CHALLENGE:
Convert every item below into a Markdown table with the columns Number and Entry. Put each line in its own numbered row and leave out blank lines.

MATERIAL PROVIDED:
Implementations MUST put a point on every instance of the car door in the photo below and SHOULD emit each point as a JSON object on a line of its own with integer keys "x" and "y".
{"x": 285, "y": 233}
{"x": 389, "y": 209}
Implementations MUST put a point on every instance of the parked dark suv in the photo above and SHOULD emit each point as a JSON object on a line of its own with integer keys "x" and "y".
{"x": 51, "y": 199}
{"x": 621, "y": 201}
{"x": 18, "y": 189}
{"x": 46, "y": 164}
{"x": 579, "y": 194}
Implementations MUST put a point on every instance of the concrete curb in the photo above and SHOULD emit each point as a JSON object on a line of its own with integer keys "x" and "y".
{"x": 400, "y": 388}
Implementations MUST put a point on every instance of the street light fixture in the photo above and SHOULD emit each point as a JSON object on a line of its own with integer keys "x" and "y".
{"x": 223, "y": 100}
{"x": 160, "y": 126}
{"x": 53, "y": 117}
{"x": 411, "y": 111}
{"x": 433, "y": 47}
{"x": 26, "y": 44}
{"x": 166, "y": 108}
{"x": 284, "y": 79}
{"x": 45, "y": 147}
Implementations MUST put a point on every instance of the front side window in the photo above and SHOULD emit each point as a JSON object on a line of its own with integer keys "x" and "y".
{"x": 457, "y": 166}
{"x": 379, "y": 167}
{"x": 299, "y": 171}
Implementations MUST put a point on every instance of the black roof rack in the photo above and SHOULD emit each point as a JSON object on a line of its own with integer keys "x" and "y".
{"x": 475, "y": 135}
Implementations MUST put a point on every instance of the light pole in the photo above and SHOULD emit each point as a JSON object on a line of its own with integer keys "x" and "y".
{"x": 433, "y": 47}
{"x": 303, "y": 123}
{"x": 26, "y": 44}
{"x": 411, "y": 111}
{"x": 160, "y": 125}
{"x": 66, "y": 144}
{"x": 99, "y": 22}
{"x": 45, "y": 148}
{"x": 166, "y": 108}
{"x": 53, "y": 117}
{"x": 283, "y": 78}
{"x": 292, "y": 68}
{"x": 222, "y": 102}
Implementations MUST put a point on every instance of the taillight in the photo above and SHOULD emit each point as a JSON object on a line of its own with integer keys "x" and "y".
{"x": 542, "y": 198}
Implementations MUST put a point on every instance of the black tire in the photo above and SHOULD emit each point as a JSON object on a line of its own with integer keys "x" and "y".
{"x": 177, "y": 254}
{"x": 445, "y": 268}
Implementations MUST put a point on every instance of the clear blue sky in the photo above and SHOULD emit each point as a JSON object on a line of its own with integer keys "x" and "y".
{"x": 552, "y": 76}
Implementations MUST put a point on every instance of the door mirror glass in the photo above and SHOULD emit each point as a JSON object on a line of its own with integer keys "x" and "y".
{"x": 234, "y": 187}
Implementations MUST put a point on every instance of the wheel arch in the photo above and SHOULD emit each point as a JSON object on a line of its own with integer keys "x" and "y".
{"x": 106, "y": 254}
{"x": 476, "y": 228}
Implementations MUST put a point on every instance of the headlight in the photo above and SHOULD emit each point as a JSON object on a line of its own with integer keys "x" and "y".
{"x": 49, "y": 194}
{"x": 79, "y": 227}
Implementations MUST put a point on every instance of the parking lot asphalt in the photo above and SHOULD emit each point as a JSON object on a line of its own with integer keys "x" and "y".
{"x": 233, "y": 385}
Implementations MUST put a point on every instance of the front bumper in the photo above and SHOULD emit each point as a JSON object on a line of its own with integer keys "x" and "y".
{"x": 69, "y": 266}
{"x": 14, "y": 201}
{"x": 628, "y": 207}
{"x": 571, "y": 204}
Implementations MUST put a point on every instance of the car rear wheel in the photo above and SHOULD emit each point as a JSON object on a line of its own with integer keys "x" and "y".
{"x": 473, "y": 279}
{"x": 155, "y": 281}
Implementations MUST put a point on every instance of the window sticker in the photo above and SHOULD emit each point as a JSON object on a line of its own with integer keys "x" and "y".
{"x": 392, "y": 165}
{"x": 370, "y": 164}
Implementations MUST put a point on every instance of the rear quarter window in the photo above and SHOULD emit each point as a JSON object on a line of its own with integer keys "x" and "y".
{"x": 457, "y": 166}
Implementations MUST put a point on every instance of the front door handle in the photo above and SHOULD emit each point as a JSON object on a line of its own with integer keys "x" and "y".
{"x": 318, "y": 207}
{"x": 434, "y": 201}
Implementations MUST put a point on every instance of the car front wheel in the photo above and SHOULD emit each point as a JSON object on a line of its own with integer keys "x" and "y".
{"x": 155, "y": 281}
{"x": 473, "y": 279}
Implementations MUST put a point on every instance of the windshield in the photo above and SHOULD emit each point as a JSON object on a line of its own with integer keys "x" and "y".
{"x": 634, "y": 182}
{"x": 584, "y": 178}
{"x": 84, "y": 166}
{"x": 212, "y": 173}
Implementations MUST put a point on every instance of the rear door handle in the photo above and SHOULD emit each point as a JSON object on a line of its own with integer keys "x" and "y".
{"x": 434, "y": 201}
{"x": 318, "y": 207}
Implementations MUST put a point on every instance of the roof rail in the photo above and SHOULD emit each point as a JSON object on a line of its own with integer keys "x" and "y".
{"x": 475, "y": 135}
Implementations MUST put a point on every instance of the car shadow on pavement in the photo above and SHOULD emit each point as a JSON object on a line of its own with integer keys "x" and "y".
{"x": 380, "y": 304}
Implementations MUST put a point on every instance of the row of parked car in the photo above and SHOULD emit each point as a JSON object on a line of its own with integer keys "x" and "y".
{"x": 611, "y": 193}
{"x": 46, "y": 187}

RESULT:
| Number | Entry |
|---|---|
| 1 | Implementations MUST put a point on every instance of the car door in the photo below and SHOULD emit each point as a JSON object on a line of its own with integer keys "x" and "y". |
| 2 | {"x": 285, "y": 233} |
| 3 | {"x": 389, "y": 209} |
| 4 | Implementations MUST put a point on every instance of the parked dark suv in the photo above and SHOULD emit each point as a JSON object on a line of its own with integer keys "x" and "y". |
| 5 | {"x": 51, "y": 199} |
| 6 | {"x": 621, "y": 201} |
| 7 | {"x": 18, "y": 189} |
| 8 | {"x": 46, "y": 164} |
| 9 | {"x": 579, "y": 194} |
| 10 | Implementations MUST put a point on every instance of the concrete curb in the photo above and SHOULD emit each point as a JSON object on a line of its own with integer keys "x" and "y". |
| 11 | {"x": 400, "y": 388} |
| 12 | Implementations MUST put a point on every instance of the street light fixture in the photo above and SHOULD emit each point as a JSON object on a line of its own with integer keys "x" and "y". |
| 13 | {"x": 223, "y": 100} |
| 14 | {"x": 160, "y": 126} |
| 15 | {"x": 53, "y": 117} |
| 16 | {"x": 411, "y": 111} |
| 17 | {"x": 433, "y": 47} |
| 18 | {"x": 26, "y": 44} |
| 19 | {"x": 166, "y": 108} |
| 20 | {"x": 284, "y": 79} |
| 21 | {"x": 45, "y": 147} |
| 22 | Implementations MUST put a point on every instance of the front side window in the photo above and SHOULD emit each point as a JSON object on a line of its own with integer keys "x" and "y". |
| 23 | {"x": 457, "y": 166} |
| 24 | {"x": 379, "y": 167} |
| 25 | {"x": 299, "y": 171} |
| 26 | Implementations MUST put a point on every instance of the black roof rack in the photo above and SHOULD emit each point as a JSON object on a line of its own with integer keys "x" and "y". |
| 27 | {"x": 475, "y": 135} |
| 28 | Implementations MUST put a point on every instance of the light pole in the photo above and SHOULD emit each point as a JSON object on a line of its own with integer keys "x" and "y". |
| 29 | {"x": 433, "y": 47} |
| 30 | {"x": 303, "y": 123} |
| 31 | {"x": 26, "y": 44} |
| 32 | {"x": 411, "y": 111} |
| 33 | {"x": 160, "y": 125} |
| 34 | {"x": 66, "y": 144} |
| 35 | {"x": 99, "y": 22} |
| 36 | {"x": 45, "y": 148} |
| 37 | {"x": 166, "y": 108} |
| 38 | {"x": 53, "y": 117} |
| 39 | {"x": 283, "y": 78} |
| 40 | {"x": 292, "y": 68} |
| 41 | {"x": 222, "y": 102} |
| 42 | Implementations MUST put a point on every instance of the taillight in the photo above and SHOULD emit each point as a JSON object on a line of its own with integer keys "x" and "y". |
| 43 | {"x": 542, "y": 198} |
| 44 | Implementations MUST put a point on every instance of the black tire in the photo above and SHOULD emit each point as a JSON object on a line of its own with integer keys "x" and "y". |
| 45 | {"x": 177, "y": 254} |
| 46 | {"x": 445, "y": 268} |
| 47 | Implementations MUST put a point on every instance of the clear blue sky in the photo above and SHOULD emit each point as a JSON object on a line of its own with integer keys "x" and "y". |
| 48 | {"x": 552, "y": 76} |
| 49 | Implementations MUST put a point on every instance of the door mirror glass in the photo above and SHOULD emit each point as a JSON object on a line of its own with integer keys "x" and "y". |
| 50 | {"x": 234, "y": 187} |
| 51 | Implementations MUST put a point on every instance of the wheel arch in the photo above and SHOULD emit each point as a JSON object on a line of its own with integer keys "x" and "y". |
| 52 | {"x": 106, "y": 254} |
| 53 | {"x": 476, "y": 228} |
| 54 | Implementations MUST put a point on every instance of the headlight in the photo above and SHOULD emit each point as a JSON object on a line of its own with integer keys "x" and "y". |
| 55 | {"x": 49, "y": 194} |
| 56 | {"x": 79, "y": 227} |
| 57 | Implementations MUST put a point on every instance of the parking lot asphalt in the photo above and SHOULD emit each point as a JSON object on a line of its own with integer keys "x" and "y". |
| 58 | {"x": 233, "y": 385} |
| 59 | Implementations MUST put a point on every instance of the front bumper in the photo above and SHOULD emit each point as a JSON object on a line of its own with integer keys "x" and "y". |
| 60 | {"x": 69, "y": 266} |
| 61 | {"x": 14, "y": 201} |
| 62 | {"x": 628, "y": 207} |
| 63 | {"x": 571, "y": 204} |
| 64 | Implementations MUST put a point on every instance of the car rear wheel in the photo above and SHOULD emit each point as a JSON object on a line of its own with integer keys "x" and "y". |
| 65 | {"x": 473, "y": 279} |
| 66 | {"x": 155, "y": 281} |
| 67 | Implementations MUST put a point on every instance of the window sticker in the photo above and SHOULD emit each point as a JSON object on a line of its own with integer keys "x" and "y". |
| 68 | {"x": 392, "y": 165} |
| 69 | {"x": 370, "y": 164} |
| 70 | Implementations MUST put a point on every instance of the rear quarter window in the photo above and SHOULD emit each point as a JSON object on a line of its own with integer keys "x" and "y". |
| 71 | {"x": 457, "y": 166} |
| 72 | Implementations MUST put a point on every instance of the front door handle in the photo above and SHOULD emit each point as a JSON object on a line of its own with integer keys "x" and "y". |
| 73 | {"x": 318, "y": 207} |
| 74 | {"x": 434, "y": 201} |
| 75 | Implementations MUST put a point on every instance of the car front wheel in the photo above and SHOULD emit each point as a JSON object on a line of its own with integer keys "x" and "y". |
| 76 | {"x": 155, "y": 281} |
| 77 | {"x": 473, "y": 279} |
| 78 | Implementations MUST put a point on every instance of the windshield in the photo above and SHOULD emit each point as a JSON object on a line of its own with integer keys "x" and "y". |
| 79 | {"x": 634, "y": 182} |
| 80 | {"x": 584, "y": 178} |
| 81 | {"x": 84, "y": 166} |
| 82 | {"x": 212, "y": 173} |
| 83 | Implementations MUST put a point on every instance of the rear door handle in the photo above and SHOULD emit each point as a JSON object on a line of its own with integer keys "x" and "y". |
| 84 | {"x": 434, "y": 201} |
| 85 | {"x": 318, "y": 207} |
| 86 | Implementations MUST put a point on every instance of the roof rail in the photo above and SHOULD emit each point as a JSON object on a line of its own with integer keys "x" and "y". |
| 87 | {"x": 475, "y": 135} |
| 88 | Implementations MUST put a point on every instance of the car shadow on pavement in the photo above and SHOULD emit each point as a JSON object on a line of its own with integer keys "x" and "y". |
| 89 | {"x": 380, "y": 304} |
| 90 | Implementations MUST put a point on every instance of the row of parked car in the photo above and SHOULD emit each point as a JSON object on a line of its own with integer keys "x" and "y". |
| 91 | {"x": 611, "y": 193} |
| 92 | {"x": 46, "y": 187} |